## [Required work]
Pull out every line in the records below that contains the word "reflection". The match is case-sensitive.
######
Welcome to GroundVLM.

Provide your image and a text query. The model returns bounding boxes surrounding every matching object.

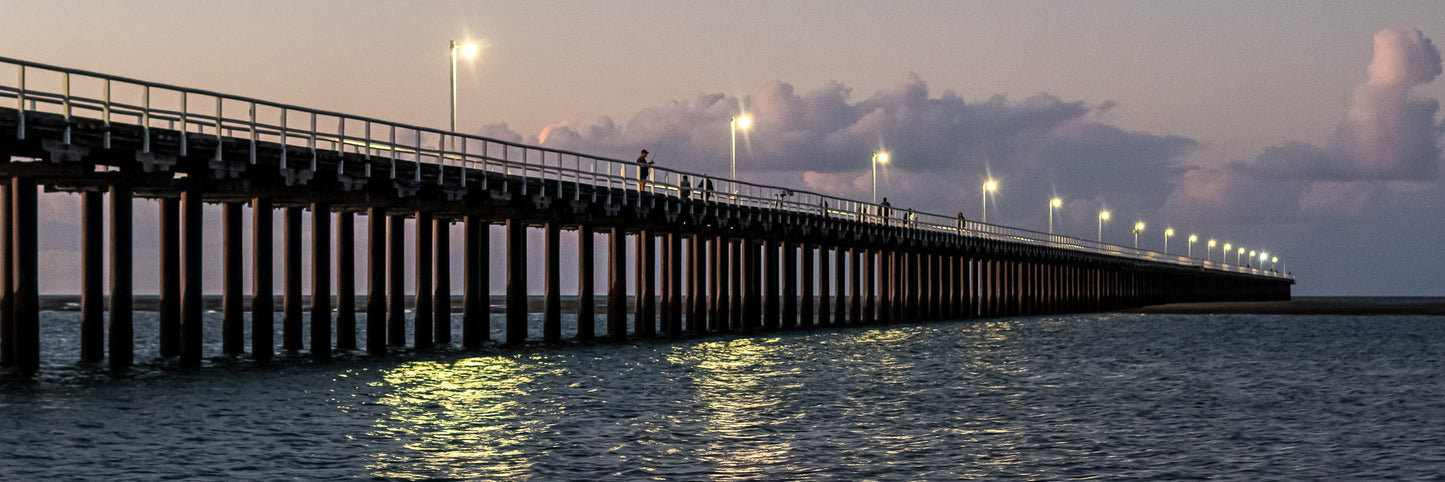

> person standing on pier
[637,149,652,190]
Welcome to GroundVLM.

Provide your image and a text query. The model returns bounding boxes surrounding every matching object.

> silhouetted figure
[637,149,652,190]
[698,178,712,202]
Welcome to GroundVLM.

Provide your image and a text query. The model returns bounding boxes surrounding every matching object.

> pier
[0,58,1293,374]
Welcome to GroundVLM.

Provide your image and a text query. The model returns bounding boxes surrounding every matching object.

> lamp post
[1049,198,1064,234]
[873,152,889,203]
[984,179,998,224]
[451,40,477,135]
[1098,211,1108,244]
[728,115,753,183]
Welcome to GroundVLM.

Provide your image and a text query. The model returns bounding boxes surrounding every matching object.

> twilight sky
[0,0,1445,296]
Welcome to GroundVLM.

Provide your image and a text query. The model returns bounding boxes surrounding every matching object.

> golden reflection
[666,338,803,481]
[367,356,533,479]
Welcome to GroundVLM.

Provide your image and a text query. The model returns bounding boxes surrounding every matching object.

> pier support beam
[858,250,877,325]
[542,222,562,343]
[832,245,848,326]
[877,248,893,325]
[386,215,406,346]
[108,186,136,372]
[337,211,357,349]
[724,240,747,332]
[461,215,491,349]
[0,182,16,367]
[432,219,451,345]
[779,241,798,329]
[607,227,627,342]
[686,234,709,335]
[6,178,40,374]
[577,224,597,341]
[181,190,205,367]
[156,198,181,358]
[633,231,657,338]
[848,247,863,326]
[412,211,435,349]
[762,240,782,329]
[366,206,386,356]
[507,218,527,346]
[251,198,276,364]
[311,202,331,359]
[666,231,682,336]
[815,245,832,326]
[798,242,818,328]
[280,206,302,352]
[708,237,727,333]
[221,202,246,355]
[81,190,105,362]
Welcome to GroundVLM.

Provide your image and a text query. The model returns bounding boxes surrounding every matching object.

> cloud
[507,74,1195,225]
[1166,29,1445,221]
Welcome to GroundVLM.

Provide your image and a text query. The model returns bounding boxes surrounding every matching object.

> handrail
[0,56,1293,279]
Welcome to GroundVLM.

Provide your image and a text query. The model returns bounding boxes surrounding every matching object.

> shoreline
[1118,300,1445,316]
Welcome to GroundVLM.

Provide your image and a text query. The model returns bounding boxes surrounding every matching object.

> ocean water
[0,307,1445,481]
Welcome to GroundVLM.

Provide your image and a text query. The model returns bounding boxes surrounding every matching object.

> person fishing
[637,149,652,190]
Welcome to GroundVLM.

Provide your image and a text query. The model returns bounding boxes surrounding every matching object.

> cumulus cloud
[479,74,1195,226]
[1168,29,1445,225]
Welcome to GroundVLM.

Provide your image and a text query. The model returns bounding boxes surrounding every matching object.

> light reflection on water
[0,315,1445,481]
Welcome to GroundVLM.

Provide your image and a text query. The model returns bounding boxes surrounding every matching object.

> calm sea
[0,298,1445,481]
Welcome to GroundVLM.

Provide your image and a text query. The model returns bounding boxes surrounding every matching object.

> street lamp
[728,115,753,183]
[984,179,998,224]
[1049,198,1064,234]
[1098,211,1108,244]
[451,40,477,137]
[873,150,889,203]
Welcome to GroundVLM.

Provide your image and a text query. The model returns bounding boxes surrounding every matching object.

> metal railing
[0,58,1290,277]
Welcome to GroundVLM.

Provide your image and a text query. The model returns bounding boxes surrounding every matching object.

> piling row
[0,101,1292,374]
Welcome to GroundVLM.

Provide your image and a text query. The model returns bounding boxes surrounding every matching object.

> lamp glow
[1098,211,1108,244]
[983,179,998,224]
[1049,198,1064,234]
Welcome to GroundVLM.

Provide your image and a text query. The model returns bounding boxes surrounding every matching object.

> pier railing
[0,58,1289,277]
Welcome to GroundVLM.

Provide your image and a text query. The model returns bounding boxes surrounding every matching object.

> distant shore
[1121,300,1445,316]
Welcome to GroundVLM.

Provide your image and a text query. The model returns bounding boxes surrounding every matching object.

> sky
[0,0,1445,296]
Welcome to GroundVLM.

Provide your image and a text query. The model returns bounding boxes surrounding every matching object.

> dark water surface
[0,310,1445,481]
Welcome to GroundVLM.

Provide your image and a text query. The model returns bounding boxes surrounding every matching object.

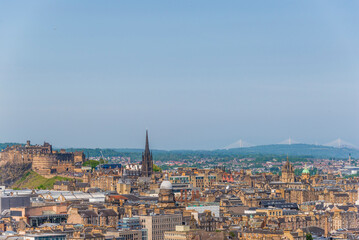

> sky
[0,0,359,149]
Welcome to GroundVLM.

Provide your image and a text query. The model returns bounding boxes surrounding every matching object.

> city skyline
[0,1,359,149]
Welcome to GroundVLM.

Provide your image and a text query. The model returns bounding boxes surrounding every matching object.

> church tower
[281,157,295,183]
[141,130,153,177]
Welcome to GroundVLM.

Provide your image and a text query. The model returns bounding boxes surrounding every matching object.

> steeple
[141,130,153,177]
[145,129,150,152]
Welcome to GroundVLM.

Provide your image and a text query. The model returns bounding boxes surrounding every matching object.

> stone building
[281,158,295,183]
[157,174,176,208]
[0,141,85,175]
[139,214,182,240]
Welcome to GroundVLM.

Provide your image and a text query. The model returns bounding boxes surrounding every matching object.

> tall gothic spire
[145,129,150,153]
[141,130,153,177]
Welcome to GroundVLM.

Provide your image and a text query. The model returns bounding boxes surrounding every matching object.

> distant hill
[0,143,359,160]
[216,144,359,158]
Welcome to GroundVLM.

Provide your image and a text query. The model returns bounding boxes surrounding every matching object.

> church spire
[141,130,153,177]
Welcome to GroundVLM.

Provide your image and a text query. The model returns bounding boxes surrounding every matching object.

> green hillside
[12,170,72,189]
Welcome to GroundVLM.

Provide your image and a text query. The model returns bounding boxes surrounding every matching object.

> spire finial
[145,129,150,152]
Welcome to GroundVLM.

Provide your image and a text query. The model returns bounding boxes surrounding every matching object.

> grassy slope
[12,170,71,189]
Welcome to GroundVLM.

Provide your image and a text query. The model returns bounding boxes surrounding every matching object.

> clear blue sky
[0,0,359,149]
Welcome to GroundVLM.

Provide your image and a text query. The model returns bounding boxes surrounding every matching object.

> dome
[160,174,172,190]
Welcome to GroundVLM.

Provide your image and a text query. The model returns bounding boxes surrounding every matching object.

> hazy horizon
[0,0,359,150]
######
## [Answer below]
> golden reflection
> light reflection on water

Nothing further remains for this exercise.